Rewrite the records below so that "convention" becomes "rule" everywhere. Leave everything else unchanged.

══ RECORDS TO USE

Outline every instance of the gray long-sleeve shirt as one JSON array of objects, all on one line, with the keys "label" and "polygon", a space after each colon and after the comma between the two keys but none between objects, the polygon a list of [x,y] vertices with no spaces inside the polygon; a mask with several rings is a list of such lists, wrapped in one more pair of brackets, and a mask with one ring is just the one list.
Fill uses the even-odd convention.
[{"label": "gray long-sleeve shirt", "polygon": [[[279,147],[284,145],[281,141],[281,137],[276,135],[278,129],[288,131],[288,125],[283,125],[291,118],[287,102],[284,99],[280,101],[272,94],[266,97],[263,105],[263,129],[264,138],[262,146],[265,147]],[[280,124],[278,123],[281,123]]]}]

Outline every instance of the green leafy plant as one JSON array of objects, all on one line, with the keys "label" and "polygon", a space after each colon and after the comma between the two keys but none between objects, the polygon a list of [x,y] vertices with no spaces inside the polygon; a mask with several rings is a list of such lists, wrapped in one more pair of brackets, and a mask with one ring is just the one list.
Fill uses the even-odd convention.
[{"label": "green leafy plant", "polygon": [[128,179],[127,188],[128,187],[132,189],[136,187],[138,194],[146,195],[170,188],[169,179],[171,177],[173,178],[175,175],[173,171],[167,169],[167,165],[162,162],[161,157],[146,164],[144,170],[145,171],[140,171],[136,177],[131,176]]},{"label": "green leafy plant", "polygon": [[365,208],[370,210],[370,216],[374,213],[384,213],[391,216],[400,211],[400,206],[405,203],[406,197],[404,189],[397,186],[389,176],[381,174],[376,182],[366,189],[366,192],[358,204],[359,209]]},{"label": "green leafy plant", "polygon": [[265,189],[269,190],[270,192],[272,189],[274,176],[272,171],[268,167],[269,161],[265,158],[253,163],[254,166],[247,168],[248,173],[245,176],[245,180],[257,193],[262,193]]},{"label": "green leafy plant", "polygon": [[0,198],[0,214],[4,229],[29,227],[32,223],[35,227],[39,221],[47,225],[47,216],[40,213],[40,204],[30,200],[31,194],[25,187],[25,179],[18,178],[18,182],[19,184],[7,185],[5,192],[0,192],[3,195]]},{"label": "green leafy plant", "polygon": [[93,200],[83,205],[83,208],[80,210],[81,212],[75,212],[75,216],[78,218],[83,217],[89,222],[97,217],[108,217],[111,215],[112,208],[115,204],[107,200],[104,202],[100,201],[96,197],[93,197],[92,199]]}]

════

## [CORRECT RESULT]
Outline every instance of the gray long-sleeve shirt as one JSON array of objects, all on one line, with the keys "label" and "polygon", a space after each colon and after the comma between the two keys but none between objects, the polygon a list of [x,y] vertices with no spaces inside the polygon; a mask with several rings is a list of such lists, wrapped in one more pair of brackets, and a mask with one ring is just the one list.
Fill uses the even-odd rule.
[{"label": "gray long-sleeve shirt", "polygon": [[[279,147],[284,145],[281,141],[281,137],[276,135],[278,129],[288,131],[288,125],[283,125],[291,118],[287,102],[284,99],[280,101],[272,94],[266,97],[263,105],[263,129],[264,138],[262,146],[265,147]],[[280,124],[278,123],[281,123]]]}]

Outline every instance of the green leafy plant as one JSON array of objects, all on one line, with the keys "label" and "polygon", a space after each colon and after the comma between the two keys but none between objects, the polygon a list of [x,y] vertices with no spaces inside the polygon; a mask with several rings is a list of such lists, wrapped in one more pair of brackets, and a mask with one ring is just the one list.
Fill uses the even-odd rule.
[{"label": "green leafy plant", "polygon": [[128,179],[127,188],[128,187],[132,189],[136,187],[138,194],[146,195],[170,188],[169,179],[171,177],[173,178],[175,175],[173,171],[167,169],[167,165],[162,162],[161,157],[146,164],[144,170],[145,171],[140,171],[136,177],[131,176]]},{"label": "green leafy plant", "polygon": [[365,208],[370,210],[370,216],[374,213],[384,213],[391,216],[400,211],[400,206],[405,203],[406,197],[404,189],[397,186],[389,176],[381,174],[376,182],[366,189],[366,192],[358,204],[359,209]]},{"label": "green leafy plant", "polygon": [[265,189],[269,190],[270,192],[272,189],[274,176],[272,171],[268,167],[269,161],[265,158],[253,163],[254,166],[247,168],[248,173],[245,176],[245,180],[257,193],[262,193]]},{"label": "green leafy plant", "polygon": [[0,198],[0,214],[4,229],[29,227],[32,223],[35,227],[39,221],[47,225],[47,216],[40,213],[40,204],[30,200],[31,194],[25,187],[25,179],[18,178],[18,182],[19,184],[7,185],[5,192],[0,192],[3,195]]},{"label": "green leafy plant", "polygon": [[93,200],[83,205],[83,208],[80,210],[81,212],[75,212],[75,216],[78,218],[83,217],[89,222],[97,217],[108,217],[111,215],[112,208],[115,204],[107,200],[104,202],[100,201],[96,197],[93,197],[92,199]]}]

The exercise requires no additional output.